Data items:

-- BEGIN --

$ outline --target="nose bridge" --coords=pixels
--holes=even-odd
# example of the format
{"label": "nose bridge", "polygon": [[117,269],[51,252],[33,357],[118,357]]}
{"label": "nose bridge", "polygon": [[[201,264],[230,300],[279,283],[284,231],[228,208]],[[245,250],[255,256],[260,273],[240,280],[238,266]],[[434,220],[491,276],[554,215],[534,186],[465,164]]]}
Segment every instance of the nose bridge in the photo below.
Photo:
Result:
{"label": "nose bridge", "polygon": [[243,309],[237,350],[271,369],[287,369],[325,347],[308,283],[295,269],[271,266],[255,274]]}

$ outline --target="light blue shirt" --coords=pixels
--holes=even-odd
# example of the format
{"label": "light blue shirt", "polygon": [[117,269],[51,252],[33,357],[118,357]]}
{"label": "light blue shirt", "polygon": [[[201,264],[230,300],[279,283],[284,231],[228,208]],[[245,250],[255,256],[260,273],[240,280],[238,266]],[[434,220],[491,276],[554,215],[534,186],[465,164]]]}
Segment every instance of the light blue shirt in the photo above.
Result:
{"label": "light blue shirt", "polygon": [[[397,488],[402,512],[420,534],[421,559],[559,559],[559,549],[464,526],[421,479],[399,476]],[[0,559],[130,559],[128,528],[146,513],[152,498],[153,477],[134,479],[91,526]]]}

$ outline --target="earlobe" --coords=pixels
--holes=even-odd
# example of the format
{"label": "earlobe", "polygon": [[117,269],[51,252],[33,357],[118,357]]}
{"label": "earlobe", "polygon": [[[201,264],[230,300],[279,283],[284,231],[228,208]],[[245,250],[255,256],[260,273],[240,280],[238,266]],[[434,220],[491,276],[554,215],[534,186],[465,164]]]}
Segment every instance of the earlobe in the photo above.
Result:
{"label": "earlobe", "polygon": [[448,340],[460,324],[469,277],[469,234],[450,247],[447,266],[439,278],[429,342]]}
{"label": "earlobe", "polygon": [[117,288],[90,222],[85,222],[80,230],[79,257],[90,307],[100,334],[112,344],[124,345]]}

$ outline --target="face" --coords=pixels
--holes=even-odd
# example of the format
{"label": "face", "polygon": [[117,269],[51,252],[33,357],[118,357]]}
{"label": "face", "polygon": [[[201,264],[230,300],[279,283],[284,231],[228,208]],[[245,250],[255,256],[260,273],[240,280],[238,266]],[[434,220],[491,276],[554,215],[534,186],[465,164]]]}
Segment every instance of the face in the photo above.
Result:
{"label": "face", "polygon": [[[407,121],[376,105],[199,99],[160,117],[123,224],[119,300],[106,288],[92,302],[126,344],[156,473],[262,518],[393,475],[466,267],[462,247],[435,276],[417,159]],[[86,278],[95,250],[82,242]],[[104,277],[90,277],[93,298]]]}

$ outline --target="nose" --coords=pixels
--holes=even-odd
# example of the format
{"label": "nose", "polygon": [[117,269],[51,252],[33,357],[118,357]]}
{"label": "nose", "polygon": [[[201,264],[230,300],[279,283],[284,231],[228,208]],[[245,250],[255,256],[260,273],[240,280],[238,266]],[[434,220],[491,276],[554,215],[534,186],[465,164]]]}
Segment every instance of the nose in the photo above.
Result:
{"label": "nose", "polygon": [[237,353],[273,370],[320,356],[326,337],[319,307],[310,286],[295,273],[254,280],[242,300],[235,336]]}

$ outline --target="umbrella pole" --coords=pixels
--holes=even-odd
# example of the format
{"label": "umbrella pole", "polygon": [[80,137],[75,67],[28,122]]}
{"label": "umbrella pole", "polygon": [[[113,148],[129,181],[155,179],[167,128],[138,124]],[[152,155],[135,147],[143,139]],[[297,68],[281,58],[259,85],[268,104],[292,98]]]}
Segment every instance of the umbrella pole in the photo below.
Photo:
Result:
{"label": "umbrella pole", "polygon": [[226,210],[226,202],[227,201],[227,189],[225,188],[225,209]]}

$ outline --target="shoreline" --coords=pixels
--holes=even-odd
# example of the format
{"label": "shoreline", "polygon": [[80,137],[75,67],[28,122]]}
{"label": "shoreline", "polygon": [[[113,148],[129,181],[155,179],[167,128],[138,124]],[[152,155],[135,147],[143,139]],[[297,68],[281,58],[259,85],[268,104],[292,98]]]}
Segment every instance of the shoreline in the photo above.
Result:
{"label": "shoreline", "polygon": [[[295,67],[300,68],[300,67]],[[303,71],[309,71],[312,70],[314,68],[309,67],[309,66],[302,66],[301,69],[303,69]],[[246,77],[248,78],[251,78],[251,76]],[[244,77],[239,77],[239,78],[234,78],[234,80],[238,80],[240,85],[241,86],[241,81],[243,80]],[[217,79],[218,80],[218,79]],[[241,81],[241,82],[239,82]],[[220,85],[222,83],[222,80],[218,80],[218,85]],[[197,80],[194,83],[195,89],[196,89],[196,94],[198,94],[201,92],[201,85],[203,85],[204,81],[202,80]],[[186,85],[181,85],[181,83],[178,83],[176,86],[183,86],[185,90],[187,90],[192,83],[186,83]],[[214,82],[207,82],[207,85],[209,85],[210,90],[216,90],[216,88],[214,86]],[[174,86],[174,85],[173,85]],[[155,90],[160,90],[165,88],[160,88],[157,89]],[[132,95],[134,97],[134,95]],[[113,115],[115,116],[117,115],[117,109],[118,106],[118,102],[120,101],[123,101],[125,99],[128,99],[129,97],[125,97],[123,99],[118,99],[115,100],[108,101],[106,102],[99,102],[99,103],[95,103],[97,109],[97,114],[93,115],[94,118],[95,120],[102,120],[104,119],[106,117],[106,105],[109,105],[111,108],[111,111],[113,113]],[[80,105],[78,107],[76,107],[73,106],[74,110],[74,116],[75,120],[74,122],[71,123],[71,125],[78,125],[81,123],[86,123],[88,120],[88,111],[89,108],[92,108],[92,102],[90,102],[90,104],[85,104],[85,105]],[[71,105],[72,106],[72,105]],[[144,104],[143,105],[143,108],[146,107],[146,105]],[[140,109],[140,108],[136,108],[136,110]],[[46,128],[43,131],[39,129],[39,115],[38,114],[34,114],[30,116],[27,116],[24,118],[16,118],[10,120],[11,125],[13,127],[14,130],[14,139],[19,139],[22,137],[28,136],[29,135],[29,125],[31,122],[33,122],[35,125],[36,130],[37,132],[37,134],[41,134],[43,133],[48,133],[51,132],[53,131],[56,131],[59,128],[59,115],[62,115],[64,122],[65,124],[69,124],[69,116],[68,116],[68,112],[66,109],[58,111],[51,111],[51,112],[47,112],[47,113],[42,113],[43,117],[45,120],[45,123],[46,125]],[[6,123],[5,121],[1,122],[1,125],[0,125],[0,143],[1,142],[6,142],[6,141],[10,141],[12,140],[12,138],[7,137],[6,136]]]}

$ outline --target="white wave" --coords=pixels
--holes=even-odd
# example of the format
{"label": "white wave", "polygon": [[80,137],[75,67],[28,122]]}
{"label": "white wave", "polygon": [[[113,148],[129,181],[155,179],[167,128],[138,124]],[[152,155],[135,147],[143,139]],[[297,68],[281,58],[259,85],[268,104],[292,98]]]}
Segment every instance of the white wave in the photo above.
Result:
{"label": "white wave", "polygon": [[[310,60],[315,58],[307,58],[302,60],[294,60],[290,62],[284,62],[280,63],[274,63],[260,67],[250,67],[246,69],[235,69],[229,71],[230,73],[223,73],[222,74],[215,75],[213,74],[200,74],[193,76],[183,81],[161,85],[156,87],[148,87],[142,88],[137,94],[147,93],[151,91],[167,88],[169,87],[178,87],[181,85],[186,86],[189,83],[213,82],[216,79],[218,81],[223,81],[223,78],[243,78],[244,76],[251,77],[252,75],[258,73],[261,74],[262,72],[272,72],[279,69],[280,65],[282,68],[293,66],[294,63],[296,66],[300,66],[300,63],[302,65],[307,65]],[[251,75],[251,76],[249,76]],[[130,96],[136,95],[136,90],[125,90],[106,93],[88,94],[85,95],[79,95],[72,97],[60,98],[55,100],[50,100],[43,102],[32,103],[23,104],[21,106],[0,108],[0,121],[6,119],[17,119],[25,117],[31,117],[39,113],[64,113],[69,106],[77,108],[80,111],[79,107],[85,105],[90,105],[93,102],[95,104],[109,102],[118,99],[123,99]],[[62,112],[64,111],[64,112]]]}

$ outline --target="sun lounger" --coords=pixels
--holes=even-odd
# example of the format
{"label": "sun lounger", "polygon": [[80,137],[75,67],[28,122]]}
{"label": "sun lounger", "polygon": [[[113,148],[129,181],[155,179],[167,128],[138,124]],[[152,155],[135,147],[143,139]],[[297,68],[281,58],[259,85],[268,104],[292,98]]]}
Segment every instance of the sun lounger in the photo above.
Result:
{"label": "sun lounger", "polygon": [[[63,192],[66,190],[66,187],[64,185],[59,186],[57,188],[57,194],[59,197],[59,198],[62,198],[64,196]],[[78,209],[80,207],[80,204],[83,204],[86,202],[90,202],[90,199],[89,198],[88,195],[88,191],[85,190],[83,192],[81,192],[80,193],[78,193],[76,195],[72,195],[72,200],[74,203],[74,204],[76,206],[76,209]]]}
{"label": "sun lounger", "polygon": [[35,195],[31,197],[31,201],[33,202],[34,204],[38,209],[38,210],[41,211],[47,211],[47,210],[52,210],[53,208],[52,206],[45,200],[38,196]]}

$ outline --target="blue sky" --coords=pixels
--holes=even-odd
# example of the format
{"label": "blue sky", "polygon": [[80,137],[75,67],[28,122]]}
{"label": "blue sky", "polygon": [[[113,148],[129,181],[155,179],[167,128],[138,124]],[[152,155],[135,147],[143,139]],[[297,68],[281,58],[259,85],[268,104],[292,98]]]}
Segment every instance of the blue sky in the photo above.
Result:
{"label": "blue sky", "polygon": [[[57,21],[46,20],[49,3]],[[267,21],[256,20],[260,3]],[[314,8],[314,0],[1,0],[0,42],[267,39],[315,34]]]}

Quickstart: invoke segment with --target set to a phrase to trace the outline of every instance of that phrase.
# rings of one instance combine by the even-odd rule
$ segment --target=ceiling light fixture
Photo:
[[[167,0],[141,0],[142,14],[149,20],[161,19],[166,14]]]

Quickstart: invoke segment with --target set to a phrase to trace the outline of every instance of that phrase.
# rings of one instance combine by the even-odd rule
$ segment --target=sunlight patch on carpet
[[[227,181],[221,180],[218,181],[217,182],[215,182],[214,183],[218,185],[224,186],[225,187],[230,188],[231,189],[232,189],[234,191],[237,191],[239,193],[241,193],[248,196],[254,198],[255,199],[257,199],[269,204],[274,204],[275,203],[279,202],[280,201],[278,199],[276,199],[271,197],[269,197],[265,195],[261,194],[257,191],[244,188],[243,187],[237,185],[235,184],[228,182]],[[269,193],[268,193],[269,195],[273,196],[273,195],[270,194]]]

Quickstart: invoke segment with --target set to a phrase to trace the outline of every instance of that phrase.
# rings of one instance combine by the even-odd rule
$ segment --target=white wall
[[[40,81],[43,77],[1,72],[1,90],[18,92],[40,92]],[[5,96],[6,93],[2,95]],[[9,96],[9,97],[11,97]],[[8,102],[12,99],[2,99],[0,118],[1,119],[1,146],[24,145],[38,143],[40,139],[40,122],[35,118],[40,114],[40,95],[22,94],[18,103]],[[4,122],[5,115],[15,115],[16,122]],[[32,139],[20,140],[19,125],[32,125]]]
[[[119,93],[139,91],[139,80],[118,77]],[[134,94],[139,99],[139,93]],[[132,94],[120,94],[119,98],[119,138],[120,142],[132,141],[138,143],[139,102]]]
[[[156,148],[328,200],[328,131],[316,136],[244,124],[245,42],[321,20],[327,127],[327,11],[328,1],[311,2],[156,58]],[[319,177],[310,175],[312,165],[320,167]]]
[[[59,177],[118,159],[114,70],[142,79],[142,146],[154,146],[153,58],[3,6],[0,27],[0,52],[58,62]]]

-- END --

* **Task to complete**
List every line of the data above that contains the string "coords". Matches must have the same letter case.

* **Task output**
$ outline --target="nose bridge" --coords=pixels
$ outline --target="light blue shirt" --coords=pixels
$ outline --target="earlobe" --coords=pixels
$ outline --target="face" --coords=pixels
$ outline --target="nose" --coords=pixels
$ outline --target="umbrella pole" --coords=pixels
$ outline --target="shoreline" --coords=pixels
$ outline --target="white wave" --coords=pixels
$ outline --target="sun lounger" --coords=pixels
$ outline --target="blue sky" --coords=pixels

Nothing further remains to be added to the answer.